* **Given request**
Reproduce every line of the material below word for word, omitting the pictures.

======== Supplied records

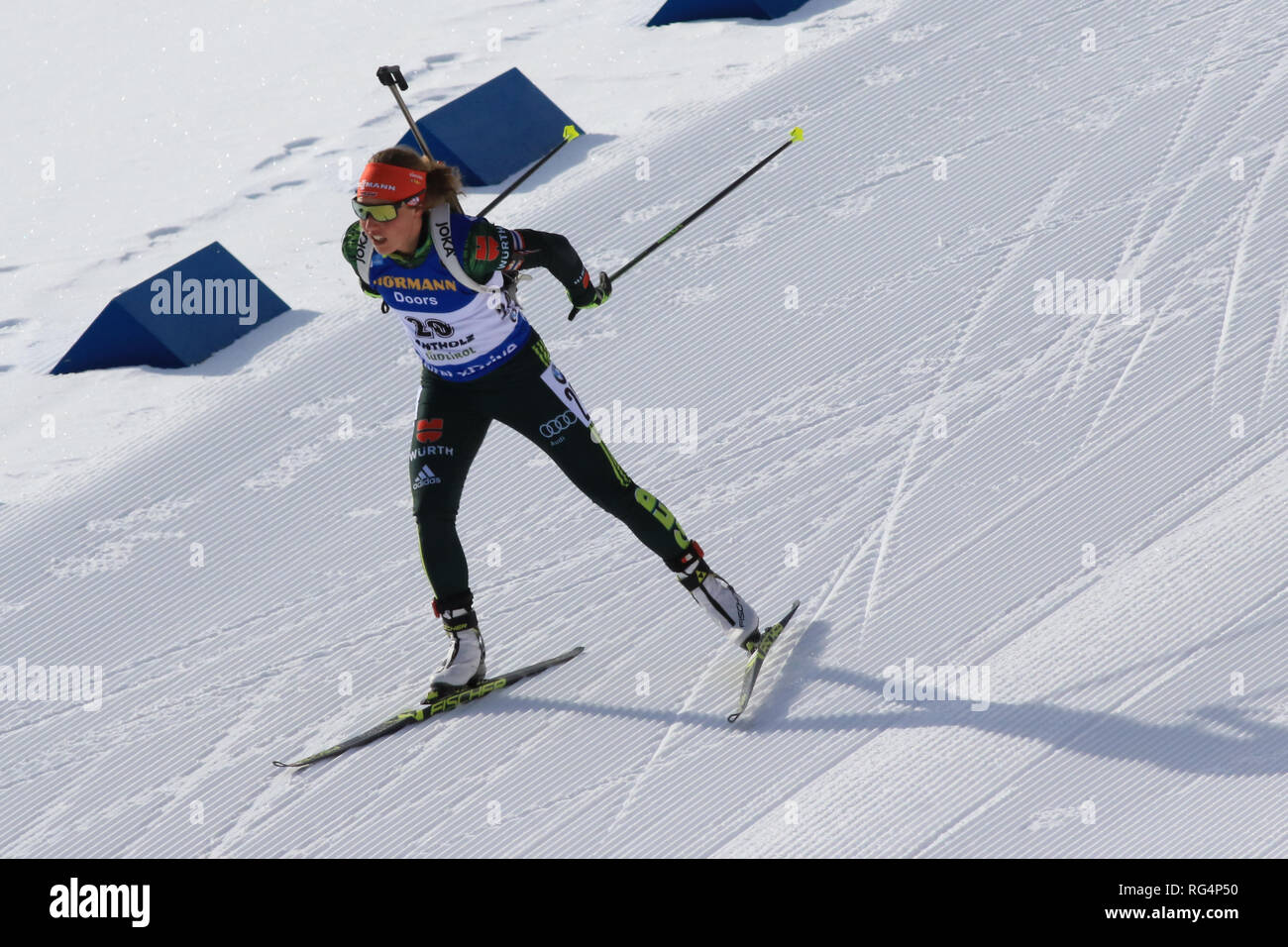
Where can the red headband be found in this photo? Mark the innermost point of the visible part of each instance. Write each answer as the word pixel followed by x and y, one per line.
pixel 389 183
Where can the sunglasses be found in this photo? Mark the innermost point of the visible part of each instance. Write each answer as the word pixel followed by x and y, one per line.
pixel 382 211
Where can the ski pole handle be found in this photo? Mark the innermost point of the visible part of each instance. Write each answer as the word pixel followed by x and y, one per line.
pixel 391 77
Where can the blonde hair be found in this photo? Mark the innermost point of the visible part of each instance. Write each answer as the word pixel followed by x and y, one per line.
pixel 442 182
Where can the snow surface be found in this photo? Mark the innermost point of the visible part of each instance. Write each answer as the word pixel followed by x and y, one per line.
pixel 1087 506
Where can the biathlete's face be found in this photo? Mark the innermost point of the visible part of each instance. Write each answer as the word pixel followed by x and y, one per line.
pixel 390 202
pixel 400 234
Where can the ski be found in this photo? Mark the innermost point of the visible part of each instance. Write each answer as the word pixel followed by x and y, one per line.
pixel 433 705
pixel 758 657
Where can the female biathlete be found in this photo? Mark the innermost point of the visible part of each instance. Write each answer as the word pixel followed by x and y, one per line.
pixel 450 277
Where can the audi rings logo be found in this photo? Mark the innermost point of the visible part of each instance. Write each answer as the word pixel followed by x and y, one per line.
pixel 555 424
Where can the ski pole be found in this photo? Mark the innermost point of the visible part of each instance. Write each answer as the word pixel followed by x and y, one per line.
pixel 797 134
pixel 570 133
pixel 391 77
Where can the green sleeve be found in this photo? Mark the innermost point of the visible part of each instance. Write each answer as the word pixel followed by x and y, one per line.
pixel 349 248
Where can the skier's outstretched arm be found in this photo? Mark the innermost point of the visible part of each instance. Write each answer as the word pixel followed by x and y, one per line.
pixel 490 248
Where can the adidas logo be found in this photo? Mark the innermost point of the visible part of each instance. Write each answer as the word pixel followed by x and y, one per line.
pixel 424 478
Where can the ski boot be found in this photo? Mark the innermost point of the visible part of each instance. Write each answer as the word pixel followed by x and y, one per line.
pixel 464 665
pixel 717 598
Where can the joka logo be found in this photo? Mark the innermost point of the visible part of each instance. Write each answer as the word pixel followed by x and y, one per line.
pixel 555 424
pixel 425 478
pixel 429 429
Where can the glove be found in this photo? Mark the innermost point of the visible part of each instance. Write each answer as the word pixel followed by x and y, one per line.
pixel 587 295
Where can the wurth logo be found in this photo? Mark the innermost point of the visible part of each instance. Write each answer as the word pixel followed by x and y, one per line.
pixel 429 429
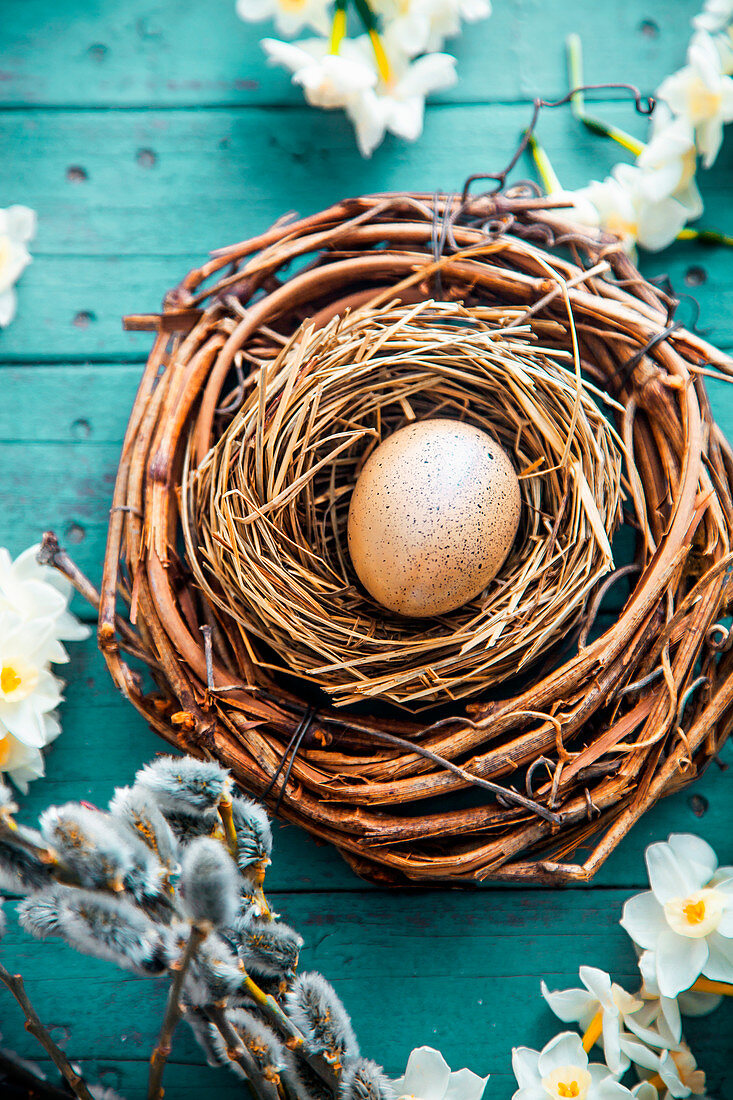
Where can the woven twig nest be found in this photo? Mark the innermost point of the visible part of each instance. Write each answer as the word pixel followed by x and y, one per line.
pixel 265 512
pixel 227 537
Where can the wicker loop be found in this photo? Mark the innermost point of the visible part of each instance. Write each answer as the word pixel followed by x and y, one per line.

================

* **Reply**
Where can the red headband be found in this photo? Mark the innermost point of the visible part of each instance. Write each answer as the word pixel followed by x and y, one per line.
pixel 389 183
Where can the sunglasses be found in this photo? Mark the innermost point of the visible part of each instance. Write each answer as the word pixel followed by x and y, one per line.
pixel 382 211
Where can the ski pole handle be found in this photo? Mark the innermost point of the visible part of each instance. Write each answer as the word pixel followed by x and y, one per line.
pixel 391 77
Where can the blonde hair be found in this photo? Mark the innermost point of the visible part of each instance. Write each answer as the word pixel followed by x and y, one per line.
pixel 442 182
Where can the snow surface be found in this photo? Mark the innermost point of the visible part of each instance. Write each answer as the word pixel followed by x and y, one per line.
pixel 1087 506
Where can the biathlete's face be found in this photo? Mark the innermost point of the visible part of each instance. Write each answer as the word pixel followed by x and y, one per line.
pixel 390 202
pixel 400 234
Where can the ski be found in this photo? Mark the innermost point of the visible part of each instance. Write each answer as the word pixel followed by x and y, one per line.
pixel 433 705
pixel 758 657
Where can the female biathlete be found in this photo? Mark the innermost point of the visible part of each instance. Write each answer as the word pixel followed by x and y, one per line.
pixel 450 277
Where can the audi rings logo be found in this photo? Mark the innermost point of the visible part of each instance. Write each answer as the word pixel followed by x and y, one per line.
pixel 555 424
Where can the ski pole be found in this photo? Mark the innermost point of the visible part of each instance. Write each answer as the word pixel followed by x and y, one per line.
pixel 797 134
pixel 570 133
pixel 391 77
Where can the green sleeve be found in this photo? Mark the innermost point of the visible part of each instance. Write each answer as the word pixel followed by x and y, one per line.
pixel 349 248
Where can the skier's outstretched arm be found in this photo? Mark the innermost point of the visible part of each instance. Write each answer as the word pixel followed by x and y, one per line.
pixel 490 248
Where can the adidas logo be found in this photo? Mark the innermost point of the visible part of each instance. Write each answer as the word pixel followed by x and y, one per line.
pixel 424 478
Where can the ski boot be found in this photo? Mark the innermost point of the visible part of each instance. Write each answer as the word pixel followed by x and y, one per line.
pixel 464 665
pixel 717 598
Where can the joka logo be found in this photo? Mark the innermost point of the visible part of each instance. Write each answer as the word pixel followed by x and y, one per line.
pixel 555 424
pixel 425 478
pixel 429 429
Where can the glove be found in this photo? Mark the innermost point of the visible part of each instance. Write each answer as the word pixel followed by x and y, one per line.
pixel 587 295
Where can the wurth logo be found in this photo? Mark the innermost point of the visible part of each instance. Write each answer as the word pixel followed by x and y, one per line.
pixel 429 429
Where can the woven twig nest be found in this photo? Mark the innermost point of the visible part of each instance. Write each answer as the word pixel followed by x and y, one per line.
pixel 265 512
pixel 227 537
Where can the wicker loop be found in this photo? Mark the innermost point of the visible part of each instance. Write each answer as the word pixel followed by x and y, one per line.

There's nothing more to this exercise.